Gespeicherte Dateneinträge:
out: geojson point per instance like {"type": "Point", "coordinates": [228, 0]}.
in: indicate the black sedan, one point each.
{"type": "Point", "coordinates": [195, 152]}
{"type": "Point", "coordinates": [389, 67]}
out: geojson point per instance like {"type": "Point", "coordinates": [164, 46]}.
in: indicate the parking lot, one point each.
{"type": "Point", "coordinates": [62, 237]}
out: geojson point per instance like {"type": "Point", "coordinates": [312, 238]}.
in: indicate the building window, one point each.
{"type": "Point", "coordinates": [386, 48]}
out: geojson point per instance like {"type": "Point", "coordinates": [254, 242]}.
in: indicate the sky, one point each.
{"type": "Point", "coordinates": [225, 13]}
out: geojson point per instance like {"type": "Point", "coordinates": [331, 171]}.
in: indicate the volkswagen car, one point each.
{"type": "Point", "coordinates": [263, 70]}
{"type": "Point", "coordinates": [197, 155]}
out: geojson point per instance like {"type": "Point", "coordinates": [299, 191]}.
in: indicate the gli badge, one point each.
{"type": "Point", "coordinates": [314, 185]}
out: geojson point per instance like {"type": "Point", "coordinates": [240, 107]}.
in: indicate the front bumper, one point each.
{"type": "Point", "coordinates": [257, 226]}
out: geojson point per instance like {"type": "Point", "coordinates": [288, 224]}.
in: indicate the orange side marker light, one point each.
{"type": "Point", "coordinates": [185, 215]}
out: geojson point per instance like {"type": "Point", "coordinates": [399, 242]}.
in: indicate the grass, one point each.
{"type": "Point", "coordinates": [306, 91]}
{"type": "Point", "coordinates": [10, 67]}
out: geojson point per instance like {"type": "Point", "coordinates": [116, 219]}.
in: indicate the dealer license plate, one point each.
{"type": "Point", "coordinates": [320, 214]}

# Aufgabenstellung
Bearbeite alle Datensätze, indem du jedes „indicate“ durch „mark“ ersetzt und die Zeilen sonst unverändert wiedergibst.

# Ergebnis der Übung
out: geojson point per instance like {"type": "Point", "coordinates": [228, 0]}.
in: mark the black sedan, one point each.
{"type": "Point", "coordinates": [195, 152]}
{"type": "Point", "coordinates": [389, 67]}
out: geojson point per instance like {"type": "Point", "coordinates": [164, 46]}.
in: mark the parking lot, one point each.
{"type": "Point", "coordinates": [62, 237]}
out: geojson point per instance like {"type": "Point", "coordinates": [312, 238]}.
in: mark the building window, one point each.
{"type": "Point", "coordinates": [386, 48]}
out: geojson point per instance like {"type": "Point", "coordinates": [254, 242]}.
in: mark the sky, one point each.
{"type": "Point", "coordinates": [225, 13]}
out: geojson point per instance like {"type": "Point", "coordinates": [331, 171]}.
in: mark the volkswagen car, one point each.
{"type": "Point", "coordinates": [263, 70]}
{"type": "Point", "coordinates": [197, 155]}
out: geojson point per instance like {"type": "Point", "coordinates": [299, 191]}.
in: mark the gli badge, one point each.
{"type": "Point", "coordinates": [314, 185]}
out: geojson point per instance like {"type": "Point", "coordinates": [240, 107]}.
in: mark the front bumper, one point each.
{"type": "Point", "coordinates": [257, 226]}
out: geojson point per instance like {"type": "Point", "coordinates": [288, 224]}.
in: mark the orange side marker light, one point each.
{"type": "Point", "coordinates": [185, 215]}
out: geojson point per instance like {"type": "Point", "coordinates": [399, 242]}.
in: mark the grass, one point each.
{"type": "Point", "coordinates": [306, 91]}
{"type": "Point", "coordinates": [10, 67]}
out: geojson point per instance like {"type": "Point", "coordinates": [116, 219]}.
in: mark the dealer license plate, one point each.
{"type": "Point", "coordinates": [320, 214]}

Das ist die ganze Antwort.